Records supplied
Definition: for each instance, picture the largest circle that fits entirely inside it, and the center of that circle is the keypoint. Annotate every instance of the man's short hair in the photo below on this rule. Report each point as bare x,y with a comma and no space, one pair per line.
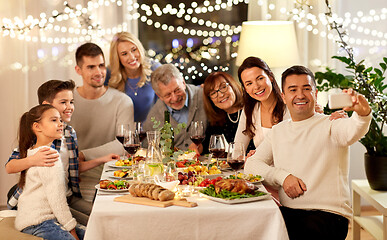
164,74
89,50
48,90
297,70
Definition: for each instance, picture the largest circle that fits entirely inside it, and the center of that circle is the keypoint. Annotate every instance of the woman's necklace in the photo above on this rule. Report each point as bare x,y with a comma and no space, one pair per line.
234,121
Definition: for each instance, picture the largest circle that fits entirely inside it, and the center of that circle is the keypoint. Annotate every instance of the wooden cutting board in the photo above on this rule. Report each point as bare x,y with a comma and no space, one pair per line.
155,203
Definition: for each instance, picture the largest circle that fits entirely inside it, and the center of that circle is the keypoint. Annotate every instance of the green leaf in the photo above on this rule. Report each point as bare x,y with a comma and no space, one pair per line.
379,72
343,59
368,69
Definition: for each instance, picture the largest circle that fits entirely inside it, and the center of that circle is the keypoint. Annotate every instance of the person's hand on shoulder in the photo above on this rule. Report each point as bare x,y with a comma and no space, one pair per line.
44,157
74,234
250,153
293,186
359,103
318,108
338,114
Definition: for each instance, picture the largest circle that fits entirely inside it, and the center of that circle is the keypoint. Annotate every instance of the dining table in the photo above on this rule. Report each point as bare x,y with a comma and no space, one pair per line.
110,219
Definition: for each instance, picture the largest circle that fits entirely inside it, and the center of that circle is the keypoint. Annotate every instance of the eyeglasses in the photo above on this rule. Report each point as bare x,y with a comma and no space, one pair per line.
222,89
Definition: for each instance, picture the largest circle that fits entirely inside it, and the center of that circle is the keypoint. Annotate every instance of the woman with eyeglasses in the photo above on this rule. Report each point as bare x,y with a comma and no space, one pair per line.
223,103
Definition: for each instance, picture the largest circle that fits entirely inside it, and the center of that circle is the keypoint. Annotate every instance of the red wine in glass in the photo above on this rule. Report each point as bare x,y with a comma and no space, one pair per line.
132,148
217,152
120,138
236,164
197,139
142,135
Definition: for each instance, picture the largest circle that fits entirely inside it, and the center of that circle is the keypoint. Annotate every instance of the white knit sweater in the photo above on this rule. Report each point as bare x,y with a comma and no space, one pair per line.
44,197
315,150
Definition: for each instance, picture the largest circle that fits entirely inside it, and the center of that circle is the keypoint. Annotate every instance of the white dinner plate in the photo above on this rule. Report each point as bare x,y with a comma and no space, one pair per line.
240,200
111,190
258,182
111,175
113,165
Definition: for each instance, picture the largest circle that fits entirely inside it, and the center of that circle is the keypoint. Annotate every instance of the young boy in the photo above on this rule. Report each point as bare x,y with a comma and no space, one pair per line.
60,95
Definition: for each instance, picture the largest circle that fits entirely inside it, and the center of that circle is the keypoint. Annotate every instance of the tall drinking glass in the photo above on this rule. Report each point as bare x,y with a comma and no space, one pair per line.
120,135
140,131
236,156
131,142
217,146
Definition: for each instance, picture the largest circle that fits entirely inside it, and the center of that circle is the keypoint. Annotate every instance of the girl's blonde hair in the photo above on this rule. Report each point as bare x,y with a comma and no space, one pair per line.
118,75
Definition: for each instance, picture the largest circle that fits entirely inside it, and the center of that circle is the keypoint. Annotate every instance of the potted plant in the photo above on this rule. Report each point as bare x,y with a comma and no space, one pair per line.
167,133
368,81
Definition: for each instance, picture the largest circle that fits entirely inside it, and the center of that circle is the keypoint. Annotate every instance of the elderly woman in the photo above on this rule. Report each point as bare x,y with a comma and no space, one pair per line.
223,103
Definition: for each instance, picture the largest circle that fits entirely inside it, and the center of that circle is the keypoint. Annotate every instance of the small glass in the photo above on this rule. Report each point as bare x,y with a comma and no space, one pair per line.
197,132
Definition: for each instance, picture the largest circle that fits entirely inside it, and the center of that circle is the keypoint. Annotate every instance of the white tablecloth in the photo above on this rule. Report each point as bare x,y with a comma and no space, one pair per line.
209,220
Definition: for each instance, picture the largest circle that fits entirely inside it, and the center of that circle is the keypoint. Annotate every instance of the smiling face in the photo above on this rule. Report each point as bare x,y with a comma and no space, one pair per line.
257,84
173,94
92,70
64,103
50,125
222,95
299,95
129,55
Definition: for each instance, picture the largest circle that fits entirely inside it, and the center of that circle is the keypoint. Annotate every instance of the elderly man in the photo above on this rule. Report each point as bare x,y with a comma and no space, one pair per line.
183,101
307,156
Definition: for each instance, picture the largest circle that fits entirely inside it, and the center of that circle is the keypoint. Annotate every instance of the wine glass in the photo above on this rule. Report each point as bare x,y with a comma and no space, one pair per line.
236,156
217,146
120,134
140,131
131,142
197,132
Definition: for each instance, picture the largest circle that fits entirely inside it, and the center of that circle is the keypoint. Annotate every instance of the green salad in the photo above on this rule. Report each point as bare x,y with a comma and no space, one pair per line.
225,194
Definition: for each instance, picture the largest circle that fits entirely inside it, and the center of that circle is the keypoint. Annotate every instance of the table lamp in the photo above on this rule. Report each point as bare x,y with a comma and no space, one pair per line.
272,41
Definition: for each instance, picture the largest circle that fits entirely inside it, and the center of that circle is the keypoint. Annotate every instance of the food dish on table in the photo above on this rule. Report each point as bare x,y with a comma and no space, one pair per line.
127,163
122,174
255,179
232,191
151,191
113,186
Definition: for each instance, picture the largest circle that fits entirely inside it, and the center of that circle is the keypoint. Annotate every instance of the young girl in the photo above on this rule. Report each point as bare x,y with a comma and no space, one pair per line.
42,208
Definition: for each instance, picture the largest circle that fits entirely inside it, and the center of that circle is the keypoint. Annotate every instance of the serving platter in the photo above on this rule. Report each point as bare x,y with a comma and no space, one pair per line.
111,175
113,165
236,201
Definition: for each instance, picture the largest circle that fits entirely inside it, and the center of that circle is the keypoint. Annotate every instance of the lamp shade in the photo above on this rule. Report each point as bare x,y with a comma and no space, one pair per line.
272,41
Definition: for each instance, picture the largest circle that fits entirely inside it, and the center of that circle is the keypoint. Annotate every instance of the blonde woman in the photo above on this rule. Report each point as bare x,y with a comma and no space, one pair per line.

Objective
Rewrite the material from the line with "of the lamp" through its final line, both included. Keep the requests, and offset every coordinate in the answers by adding 10 to each number.

Task output
Definition: for each instance, picture the largest circle that fits entirely inside it, and the center of that circle is the keypoint. Annotate every instance of the lamp shade in the photo above on this rule. Report each point as bare x,y with a comma and no space, one pair per line.
282,51
Definition: for each instance, picture the largest circle that fits entirely inside it, and the center of that circle is the keypoint. Annotate every instance of the blonde woman in the photo above on this rule. Report each point as bare x,y with a comma and no space, one pair per line.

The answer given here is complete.